AIM OF THE TASK: Reproduce the data below line for line, with no changes.

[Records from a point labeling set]
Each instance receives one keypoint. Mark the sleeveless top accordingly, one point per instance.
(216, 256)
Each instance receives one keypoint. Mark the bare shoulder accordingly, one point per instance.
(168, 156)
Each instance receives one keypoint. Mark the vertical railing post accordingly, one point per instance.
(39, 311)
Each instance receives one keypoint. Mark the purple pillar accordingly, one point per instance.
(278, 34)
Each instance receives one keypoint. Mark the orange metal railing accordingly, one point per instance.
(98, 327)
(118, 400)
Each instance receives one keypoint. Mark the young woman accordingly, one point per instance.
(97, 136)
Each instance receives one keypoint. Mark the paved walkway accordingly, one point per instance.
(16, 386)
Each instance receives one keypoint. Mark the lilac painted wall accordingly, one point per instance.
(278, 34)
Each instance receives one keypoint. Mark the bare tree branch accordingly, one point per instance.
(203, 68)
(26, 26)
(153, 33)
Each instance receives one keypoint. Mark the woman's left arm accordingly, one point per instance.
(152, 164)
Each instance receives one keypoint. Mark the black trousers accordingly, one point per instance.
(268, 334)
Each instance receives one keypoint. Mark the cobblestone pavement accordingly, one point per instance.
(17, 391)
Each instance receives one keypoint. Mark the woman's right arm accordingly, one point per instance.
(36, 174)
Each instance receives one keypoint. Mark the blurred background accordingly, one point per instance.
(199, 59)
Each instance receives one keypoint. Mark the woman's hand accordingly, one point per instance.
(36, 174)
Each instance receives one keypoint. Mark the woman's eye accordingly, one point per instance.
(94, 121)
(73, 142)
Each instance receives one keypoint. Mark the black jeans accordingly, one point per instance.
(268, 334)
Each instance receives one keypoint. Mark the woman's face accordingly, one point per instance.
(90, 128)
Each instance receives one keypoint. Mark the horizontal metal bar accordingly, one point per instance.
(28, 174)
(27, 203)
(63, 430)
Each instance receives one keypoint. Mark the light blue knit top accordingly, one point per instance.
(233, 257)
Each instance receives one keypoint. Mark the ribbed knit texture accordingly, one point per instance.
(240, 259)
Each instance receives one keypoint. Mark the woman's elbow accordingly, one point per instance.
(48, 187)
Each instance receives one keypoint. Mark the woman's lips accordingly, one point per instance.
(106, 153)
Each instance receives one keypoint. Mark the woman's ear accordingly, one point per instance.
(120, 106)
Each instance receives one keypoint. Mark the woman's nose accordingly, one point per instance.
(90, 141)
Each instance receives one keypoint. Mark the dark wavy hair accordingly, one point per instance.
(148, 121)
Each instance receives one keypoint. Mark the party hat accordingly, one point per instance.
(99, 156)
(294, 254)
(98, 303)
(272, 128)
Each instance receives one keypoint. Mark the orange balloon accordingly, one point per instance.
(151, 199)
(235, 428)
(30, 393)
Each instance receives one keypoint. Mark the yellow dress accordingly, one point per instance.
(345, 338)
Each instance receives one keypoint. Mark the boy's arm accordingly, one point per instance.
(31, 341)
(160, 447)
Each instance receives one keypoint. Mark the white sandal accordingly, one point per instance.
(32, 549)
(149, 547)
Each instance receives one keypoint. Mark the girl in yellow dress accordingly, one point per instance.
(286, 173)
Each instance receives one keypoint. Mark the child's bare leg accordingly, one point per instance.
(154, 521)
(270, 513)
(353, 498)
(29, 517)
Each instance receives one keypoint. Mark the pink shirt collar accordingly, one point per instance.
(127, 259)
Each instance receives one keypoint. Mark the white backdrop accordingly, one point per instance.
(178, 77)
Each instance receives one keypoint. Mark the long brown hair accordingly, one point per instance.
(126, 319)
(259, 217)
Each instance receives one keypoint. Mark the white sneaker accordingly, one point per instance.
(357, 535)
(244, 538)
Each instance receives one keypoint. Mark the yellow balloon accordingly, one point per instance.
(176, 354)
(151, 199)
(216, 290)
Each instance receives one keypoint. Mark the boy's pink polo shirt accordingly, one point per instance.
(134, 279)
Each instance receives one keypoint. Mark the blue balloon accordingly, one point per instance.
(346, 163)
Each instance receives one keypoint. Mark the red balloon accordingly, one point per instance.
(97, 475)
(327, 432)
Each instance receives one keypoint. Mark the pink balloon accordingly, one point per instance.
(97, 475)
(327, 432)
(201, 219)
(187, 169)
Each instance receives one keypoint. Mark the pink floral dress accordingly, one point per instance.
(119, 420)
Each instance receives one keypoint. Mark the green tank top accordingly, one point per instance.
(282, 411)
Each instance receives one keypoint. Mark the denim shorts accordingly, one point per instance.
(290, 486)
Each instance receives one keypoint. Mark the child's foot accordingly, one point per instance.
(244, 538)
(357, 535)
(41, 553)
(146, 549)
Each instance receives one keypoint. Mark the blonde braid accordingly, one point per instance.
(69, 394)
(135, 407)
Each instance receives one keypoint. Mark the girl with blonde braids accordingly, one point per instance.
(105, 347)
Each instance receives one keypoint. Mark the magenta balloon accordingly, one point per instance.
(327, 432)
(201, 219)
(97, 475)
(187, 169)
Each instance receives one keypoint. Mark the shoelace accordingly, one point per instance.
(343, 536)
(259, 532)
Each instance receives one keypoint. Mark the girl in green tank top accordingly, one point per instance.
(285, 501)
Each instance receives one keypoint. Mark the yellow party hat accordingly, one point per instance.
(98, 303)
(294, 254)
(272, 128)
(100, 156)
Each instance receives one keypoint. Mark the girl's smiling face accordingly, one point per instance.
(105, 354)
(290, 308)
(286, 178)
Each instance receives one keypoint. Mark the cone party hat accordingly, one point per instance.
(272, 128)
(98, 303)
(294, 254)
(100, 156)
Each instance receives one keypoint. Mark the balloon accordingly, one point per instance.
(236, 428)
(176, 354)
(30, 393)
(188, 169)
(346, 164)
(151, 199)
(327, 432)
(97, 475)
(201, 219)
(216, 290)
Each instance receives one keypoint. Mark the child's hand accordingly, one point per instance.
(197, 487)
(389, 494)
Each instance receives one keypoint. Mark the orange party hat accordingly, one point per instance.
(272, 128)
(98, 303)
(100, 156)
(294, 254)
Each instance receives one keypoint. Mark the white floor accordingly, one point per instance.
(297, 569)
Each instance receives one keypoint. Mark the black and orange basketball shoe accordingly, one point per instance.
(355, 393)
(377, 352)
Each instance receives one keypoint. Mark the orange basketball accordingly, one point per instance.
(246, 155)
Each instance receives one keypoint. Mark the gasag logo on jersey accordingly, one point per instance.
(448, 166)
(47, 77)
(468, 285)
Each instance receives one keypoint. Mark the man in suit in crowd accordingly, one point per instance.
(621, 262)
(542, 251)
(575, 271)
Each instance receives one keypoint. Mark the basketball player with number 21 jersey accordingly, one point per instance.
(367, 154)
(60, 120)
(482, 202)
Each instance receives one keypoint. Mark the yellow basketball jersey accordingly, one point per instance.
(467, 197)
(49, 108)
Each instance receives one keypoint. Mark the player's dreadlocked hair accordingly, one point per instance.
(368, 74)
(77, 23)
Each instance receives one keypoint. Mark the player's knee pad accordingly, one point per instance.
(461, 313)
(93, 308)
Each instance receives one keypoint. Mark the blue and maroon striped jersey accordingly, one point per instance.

FULL ANSWER:
Each instance receives one keypoint. Mark the sleeveless top accordingly, one point per instance.
(216, 256)
Each instance receives one keypoint. Mark the bare shoulder accordingly, one point per instance.
(168, 156)
Each instance receives one keypoint. Mark the vertical railing post accordingly, one point per instance.
(39, 311)
Each instance receives one keypoint. Mark the purple pillar accordingly, one point per instance.
(278, 34)
Each instance receives one keypoint. Mark the orange metal railing accordingly, one point per instance.
(98, 327)
(118, 400)
Each instance receives one keypoint. Mark the young woman accordingly, one point per instance.
(97, 136)
Each instance receives one keypoint. Mark the paved walkway accordingly, one point per instance.
(16, 386)
Each instance receives one keypoint. Mark the lilac painted wall accordingly, one point per instance.
(278, 34)
Each instance receives one keypoint. Mark the bare tree branch accordingly, one point per instance.
(203, 68)
(26, 26)
(153, 33)
Each instance receives one keypoint. Mark the woman's left arm accordingly, one point per instance.
(152, 164)
Each instance receives one keypoint. Mark the black trousers accordingly, one point per instance.
(268, 334)
Each instance receives one keypoint. Mark the cobblestone pavement accordingly, one point per instance.
(17, 391)
Each instance receives one keypoint. Mark the woman's right arm accordingly, one point per instance.
(36, 174)
Each instance receives one keypoint. Mark the blurred background accordingly, one point per instance.
(199, 59)
Each instance receives one keypoint. Mark the woman's hand accordingly, one point per instance.
(36, 174)
Each instance receives one keypoint. Mark the woman's eye accordingly, one point per instance.
(94, 121)
(73, 142)
Each instance receives one keypoint. Mark the black jeans accordingly, one point per instance.
(268, 334)
Each instance receives one keypoint. Mark the woman's face accordingly, one point per instance.
(90, 128)
Each instance receives one keypoint. Mark the horizontal metal bar accordingly, one point per instance.
(28, 174)
(27, 203)
(63, 430)
Each instance receives one keypoint. Mark the light blue knit top accordingly, one point per instance.
(233, 257)
Each instance receives one keypoint. Mark the ribbed knit texture accordingly, one point per instance.
(240, 259)
Each instance receives one keypoint. Mark the woman's elbow accordingly, one point per instance.
(48, 187)
Each instance receives one keypoint. Mark the woman's lips accordingly, one point per instance.
(106, 153)
Each instance receives one keypoint. Mark the woman's ear accordingly, one point per instance.
(120, 106)
Each instance receives one keypoint. Mark the woman's nose accordingly, one point per instance.
(90, 141)
Each instance receives one keypoint. Mark the dark wavy hair accordingly, one point per instance.
(148, 121)
Each instance receives one keypoint. Mark the party hat accordingly, one point per instance.
(99, 156)
(294, 254)
(98, 303)
(272, 128)
Each instance receives one keypoint. Mark the orange balloon accordingly, one point per instance.
(151, 199)
(235, 428)
(30, 393)
Each instance receives one keypoint. Mark the yellow dress accordingly, one point per instance.
(345, 338)
Each instance receives one keypoint. Mark the boy's arm accordingly, one point per instance.
(31, 341)
(160, 447)
Each instance receives one keypoint. Mark the white sandal accordingly, one point per instance.
(32, 549)
(149, 547)
Each instance receives one keypoint. Mark the girl in yellow dress accordingly, one point per instance.
(286, 173)
Each instance receives one keypoint. Mark the child's bare leg accordingly, one point per instance.
(154, 521)
(270, 513)
(353, 498)
(29, 517)
Each instance receives one keypoint. Mark the pink shirt collar accordingly, one point per instance.
(127, 259)
Each instance receives one keypoint. Mark the white backdrop accordingly, one point per instance.
(178, 77)
Each instance receives one keypoint. Mark the long brown hair accordingly, one point per instance.
(126, 319)
(259, 217)
Each instance receives one keypoint. Mark the white sneaker accordingly, one point per instance.
(357, 535)
(244, 538)
Each instance receives one keypoint. Mark the yellow balloon accordingly, one point per instance.
(176, 354)
(151, 199)
(216, 290)
Each instance receives one keypoint. Mark the boy's pink polo shirt accordingly, one point per instance.
(134, 279)
Each instance receives one keypoint. Mark the blue balloon accordingly, one point per instance.
(346, 163)
Each instance receives one keypoint. Mark the red balloon accordingly, one point per instance.
(97, 475)
(327, 432)
Each instance receives one keypoint. Mark the pink balloon accordingly, one point per instance.
(97, 475)
(327, 432)
(201, 219)
(187, 169)
Each instance receives one keypoint. Mark the pink floral dress accordingly, one point per instance.
(119, 420)
Each instance receives one keypoint. Mark the green tank top accordingly, one point per instance.
(282, 411)
Each instance receives one keypoint. Mark the denim shorts accordingly, one point per instance.
(290, 486)
Each instance receives one keypoint. Mark the child's foot accordingly, one point per instance.
(244, 538)
(357, 535)
(41, 553)
(146, 549)
Each instance receives one keypoint. Mark the blonde braid accordingly, one point per instance.
(69, 394)
(135, 407)
Each instance receives one keypoint. Mark the girl with blonde braids accordingly, one point per instance.
(105, 347)
Each instance receives one keypoint. Mark the magenta balloon accordingly, one point per instance.
(327, 432)
(201, 219)
(97, 475)
(187, 169)
Each instance receives one keypoint. Mark the shoelace accordingly, one point per instance.
(343, 536)
(259, 532)
Each instance receives one keypoint. Mark the girl in green tank top accordingly, one point per instance.
(285, 501)
Each instance receives one keypoint. Mark the yellow party hat accordingly, one point per instance.
(98, 303)
(294, 254)
(272, 128)
(100, 156)
Each instance receives one keypoint. Mark the girl's smiling face accordingly, one point per instance.
(105, 354)
(290, 308)
(286, 178)
Each instance receives one keypoint. Mark the cone party hat accordingly, one point per instance.
(272, 128)
(98, 303)
(294, 254)
(100, 156)
Each instance receives one keypoint. Mark the balloon accordingly, one point per instance.
(236, 428)
(176, 354)
(30, 393)
(188, 169)
(346, 164)
(151, 199)
(327, 432)
(97, 475)
(201, 219)
(216, 290)
Each instance receives one keypoint. Mark the child's hand accordingly, one point per instance.
(197, 487)
(389, 494)
Each instance receives one keypoint. Mark the orange party hat accordingly, one point per instance.
(272, 128)
(98, 303)
(100, 156)
(294, 254)
Each instance receives one keypoint. Mark the white floor accordingly, one point per instance.
(297, 569)
Each instance receives one keypoint. Mark the black and orange basketball shoe accordingly, one point per instance.
(355, 393)
(377, 352)
Each instance receives one keypoint. Mark the orange basketball accordingly, one point per instance.
(246, 155)
Each instance receives one keypoint. Mark the gasag logo on jersey accordingly, one point per instance.
(448, 166)
(47, 77)
(468, 285)
Each instance receives one keypoint. Mark the man in suit in crowd accordingly, one point per instance.
(621, 262)
(542, 251)
(575, 271)
Each instance receives one keypoint. Mark the basketball player with number 21 jersey accordingly, one point per instance.
(367, 154)
(60, 120)
(482, 202)
Each instance receives one keypoint. Mark the yellow basketball jersey accordingly, one point per instance.
(467, 197)
(49, 108)
Each instance receives one keypoint. Mark the player's dreadlocked hair accordingly, one point per instance.
(368, 74)
(77, 23)
Each instance receives one keypoint. Mark the player's knee pad accordingly, one point per instance.
(461, 313)
(93, 308)
Each instance receives one keypoint. Mark the blue and maroon striped jersey accordingly, one point per instance.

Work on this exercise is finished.